__What this exercise asks__
#1 In the graph library reference, rewrite the `has_node` description as a short bulleted list. Cover the part from "Check if a node exists in the graph." through "True if the node exists, False otherwise."
#2 According to the graph library reference, what does `get_node_data` return when the node is not found?

__Document section__
Multiple Node Types Example:

>>> G = Graph(graph_schema)
>>> nodes_for_adding = [
...    ("Alice", {"age": 30, "gender": "Female"}),
...    ("Mike", {"age": 29}),
... ]
>>> G.add_nodes_from(nodes_for_adding, "Person")
2
>>> G.clear()
True

`remove_node(node_id, node_type=None)`

Remove a node from the graph.

Parameters:

node_id (str | int) –

The identifier of the node.
node_type (Optional[str], default: None ) –

The type of the node.

Returns:

bool –

True if the node was removed, False otherwise.

Note

This method follows a similar interface to NetworkX's remove_node().

Examples:

Single Node Type Example:

>>> G = Graph(graph_schema)
>>> G.add_node("Alice", age=30, gender="Female")
>>> len(G.nodes)
1
>>> G.remove_node("Alice")
True
>>> len(G.nodes)
0

Multiple Node Types Example:

>>> G = Graph(graph_schema)
>>> G.add_node("Alice", "Person", age=30, gender="Female")
>>> len(G.nodes)
1
>>> G.remove_node("Alice", "Person")
True
>>> len(G.nodes)
0

`has_node(node_id, node_type=None)`

Check if a node exists in the graph.

Parameters:

node_id (str | int) –

The identifier of the node.
node_type (Optional[str], default: None ) –

The type of the node.

Returns:

bool –

True if the node exists, False otherwise.

Note

This method follows a similar interface to NetworkX's has_node().

Examples:

Single Node Type Example:

>>> G = Graph(graph_schema)
>>> G.add_node("Alice", age=30, gender="Female")
>>> G.has_node("Alice")
True
>>> G.clear()
True

Multiple Node Types Example:

>>> G = Graph(graph_schema)
>>> G.add_node("Alice", "Person", age=30, gender="Female")
>>> G.has_node("Alice", "Person")
True
>>> G.clear()
True

`get_node_data(node_id, node_type=None)`

Get data for a specific node.

Parameters:

node_id (str | int) –

The identifier of the node.
node_type (Optional[str], default: None ) –

The type of the node.

Returns:

Dict | None –

The node data or None if not found.

See also:

NodeView.__getitem__

Examples:

Single Node Type Example:

>>> G = Graph(graph_schema)

__Provided material__
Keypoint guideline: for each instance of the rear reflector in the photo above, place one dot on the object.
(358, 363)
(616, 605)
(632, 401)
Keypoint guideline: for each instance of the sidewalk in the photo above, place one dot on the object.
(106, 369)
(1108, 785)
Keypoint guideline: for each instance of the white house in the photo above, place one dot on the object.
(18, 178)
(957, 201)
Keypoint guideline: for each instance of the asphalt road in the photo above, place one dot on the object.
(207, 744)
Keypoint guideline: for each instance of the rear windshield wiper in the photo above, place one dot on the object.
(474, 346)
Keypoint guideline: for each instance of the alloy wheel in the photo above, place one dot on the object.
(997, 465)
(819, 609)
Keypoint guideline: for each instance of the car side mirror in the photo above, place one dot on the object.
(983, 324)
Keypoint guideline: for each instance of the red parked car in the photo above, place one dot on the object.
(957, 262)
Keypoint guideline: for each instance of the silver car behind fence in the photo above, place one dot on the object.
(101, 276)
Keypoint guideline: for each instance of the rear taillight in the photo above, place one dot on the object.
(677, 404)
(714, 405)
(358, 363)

__Answers for the tasks__
#1
- Purpose: checks whether a node exists in the graph.
- node_id (str or int): the node's identifier.
- node_type (optional str, default None): the node's type.
- Returns a bool: True if the node exists, False otherwise.

#2 It returns None.